Kutipan untuk dibaca:
Perjalanan menjadi seorang istri baru kumulai. Meski mungkin cukup terlambat memulai, ketika waktu untuk menjadi istri Sholihah penyejuk hati suami itu justru hampir hilang. Ketika waktu untuk mengabdi itu hampir saja usai. Ketika kebersamaan sudah mencapai batas menuju perpisahan.

6 tahun bukan waktu singkat mengenal suami luar dan dalam. Banyak keburukan yang ingin kubuang jauh-jauh. Banyak aib yang tidak ingin kuakui. Di mata orang yang jatuh cinta, segala keburukan tetaplah menjadi indah, meskipun sering kali menyakitkan.
Bagiku, terbangun pagi ini, masih tetap sama dengan ketika terbangun di pagi 6tahun lalu. Yang membuatnya berbeda adalah, bahwa setiap aku terbangun, ingatan akan keburukan dan aib suami menjadi cambuk bagiku untuk terus belajar menjadi baik.

الْخَبِيثَاتُ لِلْخَبِيثِينَ وَالْخَبِيثُونَ لِلْخَبِيثَاتِ ۖ وَالطَّيِّبَاتُ لِلطَّيِّبِينَ وَالطَّيِّبُونَ لِلطَّيِّبَاتِ ۚ أُولَٰئِكَ مُبَرَّءُونَ مِمَّا يَقُولُونَ ۖ لَهُمْ مَغْفِرَةٌ وَرِزْقٌ كَرِيمٌ

Wanita-wanita yang keji adalah untuk laki-laki yang keji, dan laki-laki yang keji adalah buat wanita-wanita yang keji (pula), dan wanita-wanita yang baik adalah untuk laki-laki yang baik dan laki-laki yang baik adalah untuk wanita-wanita yang baik (pula). Mereka (yang dituduh) itu bersih dari apa yang dituduhkan oleh mereka (yang menuduh itu). Bagi mereka ampunan dan rezeki yang mulia (surga).

Qur’an Surah An Nisa: 26

Aku masih yakin, setiap wanita yang baik akan dipasangkan dengan laki-laki yang baik. Begitupun setiap kali aku menemukan keburukan dan aib suami, semakin menguatkan rasa syukurku.

Data tercatat:
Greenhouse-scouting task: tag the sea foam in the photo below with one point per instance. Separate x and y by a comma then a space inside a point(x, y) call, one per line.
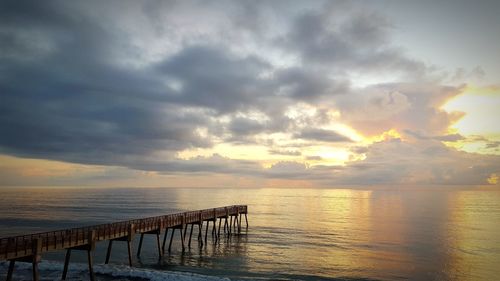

Perintah 1: Dalam kutipan tentang perjalanan menjadi istri, berapa lama waktu untuk mengenal suami luar dan dalam?
Perintah 2: Tulis ulang kata demi kata bagian kutipan tentang perjalanan menjadi istri antara "Aku masih yakin, setiap" dan "menguatkan rasa syukurku.", termasuk keduanya.
Daftar tersebut sama sekali tidak digunakan di sini.

Jawaban yang diharapkan 1: Enam tahun.

Jawaban yang diharapkan 2:
Aku masih yakin, setiap wanita yang baik akan dipasangkan dengan laki-laki yang baik. Begitupun setiap kali aku menemukan keburukan dan aib suami, semakin menguatkan rasa syukurku.